§ **Aim**: Render every line of the items below as a Markdown table with the columns "No." and "Line". Put the row number in "No." and the line's text in "Line". Leave out blank lines and the pictures.

§ **Exercise inputs**:
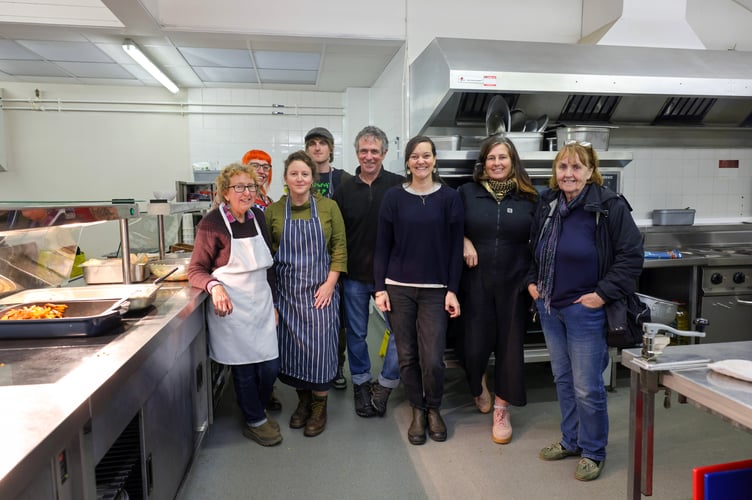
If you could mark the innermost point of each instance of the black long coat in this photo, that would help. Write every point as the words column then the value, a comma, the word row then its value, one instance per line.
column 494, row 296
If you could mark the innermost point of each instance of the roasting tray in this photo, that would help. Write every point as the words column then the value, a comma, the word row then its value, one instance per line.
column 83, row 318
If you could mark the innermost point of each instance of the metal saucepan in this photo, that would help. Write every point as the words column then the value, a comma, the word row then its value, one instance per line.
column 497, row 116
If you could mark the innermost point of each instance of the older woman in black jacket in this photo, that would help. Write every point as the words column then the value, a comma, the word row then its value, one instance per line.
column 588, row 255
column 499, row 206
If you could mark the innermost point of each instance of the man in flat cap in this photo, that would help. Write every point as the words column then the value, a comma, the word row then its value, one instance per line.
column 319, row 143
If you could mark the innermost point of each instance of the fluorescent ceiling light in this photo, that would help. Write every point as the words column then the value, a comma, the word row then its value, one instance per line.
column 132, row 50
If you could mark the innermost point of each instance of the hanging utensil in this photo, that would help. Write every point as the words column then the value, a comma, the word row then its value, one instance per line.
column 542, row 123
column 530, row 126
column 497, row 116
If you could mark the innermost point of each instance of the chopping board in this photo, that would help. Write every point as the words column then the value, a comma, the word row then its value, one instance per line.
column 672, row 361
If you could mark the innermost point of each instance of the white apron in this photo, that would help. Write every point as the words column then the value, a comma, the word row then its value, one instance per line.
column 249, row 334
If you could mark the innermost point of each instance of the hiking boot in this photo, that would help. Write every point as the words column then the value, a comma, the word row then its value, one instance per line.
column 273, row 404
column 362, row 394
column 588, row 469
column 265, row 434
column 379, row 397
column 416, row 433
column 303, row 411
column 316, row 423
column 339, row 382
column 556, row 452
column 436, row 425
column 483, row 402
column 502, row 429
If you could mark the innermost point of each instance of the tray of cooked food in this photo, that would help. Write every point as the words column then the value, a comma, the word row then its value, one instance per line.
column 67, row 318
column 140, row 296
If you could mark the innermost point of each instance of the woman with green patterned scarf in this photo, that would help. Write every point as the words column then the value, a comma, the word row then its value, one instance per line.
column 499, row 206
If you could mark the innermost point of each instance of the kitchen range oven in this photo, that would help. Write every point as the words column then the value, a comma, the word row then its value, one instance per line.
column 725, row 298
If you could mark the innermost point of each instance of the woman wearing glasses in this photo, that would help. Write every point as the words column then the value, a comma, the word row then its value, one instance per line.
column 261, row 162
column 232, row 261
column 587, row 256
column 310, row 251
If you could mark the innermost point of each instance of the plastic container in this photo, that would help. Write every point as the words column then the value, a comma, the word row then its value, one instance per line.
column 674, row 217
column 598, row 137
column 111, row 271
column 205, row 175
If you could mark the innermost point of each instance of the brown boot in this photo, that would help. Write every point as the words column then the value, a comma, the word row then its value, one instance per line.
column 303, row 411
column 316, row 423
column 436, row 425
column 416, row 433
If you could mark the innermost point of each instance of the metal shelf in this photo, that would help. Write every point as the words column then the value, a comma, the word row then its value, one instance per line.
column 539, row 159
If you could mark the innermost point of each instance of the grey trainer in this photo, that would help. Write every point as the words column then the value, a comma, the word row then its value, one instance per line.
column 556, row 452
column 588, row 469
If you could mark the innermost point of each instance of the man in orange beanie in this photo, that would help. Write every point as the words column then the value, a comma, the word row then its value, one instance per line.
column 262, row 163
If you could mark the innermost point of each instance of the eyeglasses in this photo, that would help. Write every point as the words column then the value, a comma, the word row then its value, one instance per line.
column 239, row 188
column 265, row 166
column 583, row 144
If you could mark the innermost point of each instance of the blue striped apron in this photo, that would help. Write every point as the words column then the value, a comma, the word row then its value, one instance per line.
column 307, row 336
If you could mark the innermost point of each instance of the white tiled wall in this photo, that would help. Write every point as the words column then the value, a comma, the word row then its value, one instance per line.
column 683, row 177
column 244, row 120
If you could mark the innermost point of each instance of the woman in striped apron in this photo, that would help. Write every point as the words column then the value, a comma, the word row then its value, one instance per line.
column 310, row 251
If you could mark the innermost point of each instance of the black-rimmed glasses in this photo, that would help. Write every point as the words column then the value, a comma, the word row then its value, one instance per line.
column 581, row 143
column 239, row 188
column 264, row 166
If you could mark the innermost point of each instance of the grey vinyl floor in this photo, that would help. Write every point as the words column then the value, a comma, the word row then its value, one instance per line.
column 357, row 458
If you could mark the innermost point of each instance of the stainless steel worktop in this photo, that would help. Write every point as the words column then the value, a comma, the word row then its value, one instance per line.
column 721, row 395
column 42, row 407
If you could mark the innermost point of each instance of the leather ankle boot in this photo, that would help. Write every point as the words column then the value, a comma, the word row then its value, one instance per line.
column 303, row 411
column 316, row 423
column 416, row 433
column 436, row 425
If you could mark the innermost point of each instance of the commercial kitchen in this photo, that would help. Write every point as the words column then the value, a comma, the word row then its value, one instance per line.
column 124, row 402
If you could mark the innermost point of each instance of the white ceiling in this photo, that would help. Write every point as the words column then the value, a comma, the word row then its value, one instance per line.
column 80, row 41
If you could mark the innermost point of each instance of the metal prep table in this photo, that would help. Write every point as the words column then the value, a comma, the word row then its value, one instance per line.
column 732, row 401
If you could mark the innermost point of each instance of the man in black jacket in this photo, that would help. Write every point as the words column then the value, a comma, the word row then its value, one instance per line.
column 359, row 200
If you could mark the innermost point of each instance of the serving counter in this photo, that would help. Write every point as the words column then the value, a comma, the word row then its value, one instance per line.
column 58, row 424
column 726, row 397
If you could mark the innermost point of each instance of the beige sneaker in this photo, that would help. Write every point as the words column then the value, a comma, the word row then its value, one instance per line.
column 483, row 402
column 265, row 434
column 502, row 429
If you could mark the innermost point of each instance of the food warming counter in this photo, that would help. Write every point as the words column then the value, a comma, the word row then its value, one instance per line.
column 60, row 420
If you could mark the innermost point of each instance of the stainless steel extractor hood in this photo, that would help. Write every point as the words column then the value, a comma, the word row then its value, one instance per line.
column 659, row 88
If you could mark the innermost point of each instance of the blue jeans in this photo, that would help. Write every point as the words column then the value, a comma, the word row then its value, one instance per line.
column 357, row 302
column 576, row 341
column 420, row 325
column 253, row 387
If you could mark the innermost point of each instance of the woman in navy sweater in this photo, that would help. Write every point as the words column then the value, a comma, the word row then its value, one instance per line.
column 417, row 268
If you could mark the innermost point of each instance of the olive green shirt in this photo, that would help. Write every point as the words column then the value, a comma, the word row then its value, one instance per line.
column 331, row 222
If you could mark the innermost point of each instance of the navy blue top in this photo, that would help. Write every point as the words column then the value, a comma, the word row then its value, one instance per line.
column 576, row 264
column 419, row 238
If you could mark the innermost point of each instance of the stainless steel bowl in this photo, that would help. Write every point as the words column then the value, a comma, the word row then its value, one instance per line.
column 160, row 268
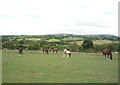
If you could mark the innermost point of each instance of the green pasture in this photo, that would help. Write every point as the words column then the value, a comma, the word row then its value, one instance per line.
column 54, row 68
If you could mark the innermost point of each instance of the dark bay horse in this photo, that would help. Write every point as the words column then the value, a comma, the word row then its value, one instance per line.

§ **Written response**:
| No. | Line |
|---|---|
| 1 | If you could mark the innermost point of each instance of the black long coat in this photo, that would help. Write every point as the words column then the value, a comma, the word row then its value, one instance per line. |
| 2 | column 494, row 296 |
| 3 | If you could mark the innermost point of each instance of the roasting tray in this photo, that would help. Write every point as the words column then the value, a comma, the word row then its value, one instance per line. |
| 4 | column 83, row 318 |
| 5 | If you could mark the innermost point of each instance of the metal saucepan in this photo, that would help. Write every point as the words column then the value, a comma, the word row then its value, one instance per line. |
| 6 | column 497, row 116 |
| 7 | If you could mark the innermost point of each instance of the older woman in black jacket in this photo, that would help. Write every point as the words column then the value, a comma, the word row then its value, one instance per line. |
| 8 | column 588, row 255 |
| 9 | column 499, row 206 |
| 10 | If you could mark the innermost point of each instance of the man in flat cap in this photo, that would help. Write every point as the words column then the value, a comma, the word row then its value, one instance per line. |
| 11 | column 319, row 143 |
| 12 | If you could mark the innermost point of each instance of the fluorescent ceiling light in this photo, that would help. Write every point as the words column then the value, a comma, the word row then its value, one instance per line. |
| 13 | column 132, row 50 |
| 14 | If you could mark the innermost point of each instance of the hanging utensil in this photo, that would help. Write every point as the words column then the value, a comma, the word row then its value, one instance per line. |
| 15 | column 542, row 123 |
| 16 | column 530, row 126 |
| 17 | column 497, row 116 |
| 18 | If you could mark the innermost point of each instance of the chopping board in this photo, that would help. Write every point as the words column then the value, a comma, the word row then its value, one instance per line. |
| 19 | column 672, row 361 |
| 20 | If you could mark the innermost point of each instance of the white apron in this photo, that would help. Write every point as the words column then the value, a comma, the word row then its value, one instance per line. |
| 21 | column 249, row 334 |
| 22 | If you could mark the innermost point of each instance of the hiking boot in this photo, that would help. Write every point as the words column then the value, a comma, the word row then its value, one instance per line. |
| 23 | column 273, row 404 |
| 24 | column 362, row 394 |
| 25 | column 588, row 469 |
| 26 | column 265, row 434 |
| 27 | column 379, row 397 |
| 28 | column 416, row 433 |
| 29 | column 303, row 411 |
| 30 | column 316, row 423 |
| 31 | column 339, row 382 |
| 32 | column 556, row 452 |
| 33 | column 436, row 425 |
| 34 | column 483, row 402 |
| 35 | column 502, row 429 |
| 36 | If you could mark the innermost point of each instance of the tray of cooked food in this photo, that would help. Write every point as the words column then the value, a comma, the word row then its value, one instance per line. |
| 37 | column 67, row 318 |
| 38 | column 140, row 296 |
| 39 | If you could mark the innermost point of each instance of the woman with green patterned scarf in this photo, that would help. Write every point as the words column then the value, a comma, the word row then its value, one instance per line. |
| 40 | column 499, row 206 |
| 41 | If you could mark the innermost point of each instance of the kitchen range oven in this photo, that would help. Write every point as the words column then the value, a comma, the word row then its value, one instance per line. |
| 42 | column 725, row 298 |
| 43 | If you could mark the innermost point of each instance of the woman wearing glasses in this photo, that would help. Write every point as the words column then the value, a comma, the word row then its value, one instance per line. |
| 44 | column 261, row 162 |
| 45 | column 232, row 261 |
| 46 | column 587, row 256 |
| 47 | column 310, row 251 |
| 48 | If you could mark the innermost point of each instance of the plastic container in this photo, that would help. Write every point as the words column then the value, a comma, the word row then its value, one instance per line. |
| 49 | column 674, row 217 |
| 50 | column 598, row 137 |
| 51 | column 111, row 271 |
| 52 | column 205, row 175 |
| 53 | If you could mark the innermost point of each instance of the brown boot in this photo, that would help. Write every point as the words column then the value, a comma, the word row then its value, one instance per line. |
| 54 | column 303, row 411 |
| 55 | column 316, row 423 |
| 56 | column 436, row 425 |
| 57 | column 416, row 433 |
| 58 | If you could mark the innermost point of each instance of the metal shelf in this photo, that would help. Write every point as the words column then the value, a comma, the word row then its value, one instance per line. |
| 59 | column 539, row 159 |
| 60 | If you could mark the innermost point of each instance of the grey trainer in this photo, that would help. Write every point as the words column then the value, a comma, the word row then its value, one instance per line. |
| 61 | column 556, row 452 |
| 62 | column 588, row 469 |
| 63 | If you could mark the innermost point of each instance of the man in orange beanie in this photo, that would help. Write every point as the words column then the value, a comma, the word row then its value, one instance per line. |
| 64 | column 262, row 163 |
| 65 | If you could mark the innermost point of each instance of the eyeglasses in this photo, that would help. Write every point as the words column then the value, a comma, the word row then its value, one instance per line. |
| 66 | column 239, row 188 |
| 67 | column 265, row 166 |
| 68 | column 583, row 144 |
| 69 | If you could mark the innermost point of each instance of the blue striped apron in this photo, that would help. Write every point as the words column then the value, a comma, the word row then its value, one instance per line. |
| 70 | column 307, row 336 |
| 71 | If you could mark the innermost point of each instance of the white tiled wall in this photo, that would help. Write every point as the words column then the value, a comma, the word row then its value, one instance per line. |
| 72 | column 683, row 177 |
| 73 | column 244, row 120 |
| 74 | If you could mark the innermost point of each instance of the woman in striped apron in this photo, that would help. Write every point as the words column then the value, a comma, the word row then its value, one instance per line. |
| 75 | column 310, row 251 |
| 76 | If you could mark the innermost point of each instance of the black-rimmed glasses in this photo, that would help. Write every point as the words column then the value, a comma, the word row then its value, one instance per line. |
| 77 | column 581, row 143 |
| 78 | column 239, row 188 |
| 79 | column 264, row 166 |
| 80 | If you could mark the innermost point of each instance of the grey vinyl floor in this photo, that would help. Write every point as the words column then the value, a comma, the word row then its value, one instance per line. |
| 81 | column 357, row 458 |
| 82 | If you could mark the innermost point of each instance of the stainless steel worktop in this photo, that would help. Write every point as the words column then the value, a comma, the word row then its value, one instance per line. |
| 83 | column 721, row 395 |
| 84 | column 42, row 407 |
| 85 | If you could mark the innermost point of each instance of the leather ankle boot in this photo, that would help. Write every point as the words column then the value, a comma, the word row then its value, one instance per line. |
| 86 | column 303, row 411 |
| 87 | column 316, row 423 |
| 88 | column 416, row 433 |
| 89 | column 436, row 425 |
| 90 | If you could mark the innermost point of each instance of the commercial kitchen in this photo, that would help. Write every point as the words column then the value, a comma, the word row then its value, one instance per line. |
| 91 | column 124, row 402 |
| 92 | If you could mark the innermost point of each instance of the white ceiling in this photo, that would help. Write every point as the words column then the value, a comma, the word row then its value, one instance per line. |
| 93 | column 80, row 41 |
| 94 | If you could mark the innermost point of each instance of the metal prep table in this photo, that would help. Write every point as the words column then the value, a comma, the word row then its value, one instance per line. |
| 95 | column 732, row 401 |
| 96 | If you could mark the innermost point of each instance of the man in black jacket in this photo, that would help. Write every point as the words column then the value, a comma, the word row then its value, one instance per line. |
| 97 | column 359, row 200 |
| 98 | If you could mark the innermost point of each instance of the serving counter in this photo, that would help. Write every point as the words column then the value, a comma, the word row then its value, one instance per line. |
| 99 | column 58, row 424 |
| 100 | column 726, row 397 |
| 101 | If you could mark the innermost point of each instance of the beige sneaker in this photo, that would help. Write every point as the words column then the value, a comma, the word row then its value, one instance per line. |
| 102 | column 483, row 402 |
| 103 | column 265, row 434 |
| 104 | column 502, row 429 |
| 105 | If you could mark the innermost point of each instance of the food warming counter in this photo, that would help. Write every point as the words column then the value, a comma, the word row then its value, one instance per line. |
| 106 | column 60, row 420 |
| 107 | If you could mark the innermost point of each instance of the stainless steel extractor hood in this photo, that would help. Write every point as the words column then the value, a comma, the word row then its value, one instance per line. |
| 108 | column 659, row 88 |
| 109 | If you could mark the innermost point of each instance of the blue jeans in this photo, that would help. Write every point as the words column then the value, a comma, the word row then its value, one instance per line. |
| 110 | column 357, row 302 |
| 111 | column 576, row 341 |
| 112 | column 420, row 325 |
| 113 | column 253, row 387 |
| 114 | If you could mark the innermost point of each instance of the woman in navy sweater in this photo, that would help. Write every point as the words column then the value, a comma, the word row then its value, one instance per line. |
| 115 | column 417, row 268 |
| 116 | If you could mark the innermost point of each instance of the olive green shirt in this photo, that would help. Write every point as the words column then the value, a comma, the word row then its value, one instance per line. |
| 117 | column 331, row 222 |
| 118 | If you could mark the innermost point of each instance of the navy blue top in this photo, that would help. Write every point as the words column then the value, a comma, the word row then its value, one instance per line. |
| 119 | column 576, row 264 |
| 120 | column 419, row 238 |
| 121 | If you could mark the innermost point of each instance of the stainless steel bowl in this photo, that would help. Write every point as the words column then the value, a comma, the word row then its value, one instance per line. |
| 122 | column 160, row 268 |
| 123 | If you could mark the innermost point of each instance of the green pasture in this photo, that would help. Write every point as the words column then the value, a comma, the word row then its value, one instance per line. |
| 124 | column 54, row 68 |
| 125 | If you could mark the innermost point of each instance of the dark bay horse in this photo, that would help. Write every point as the words column then the value, a comma, the word row then its value, one instance per line. |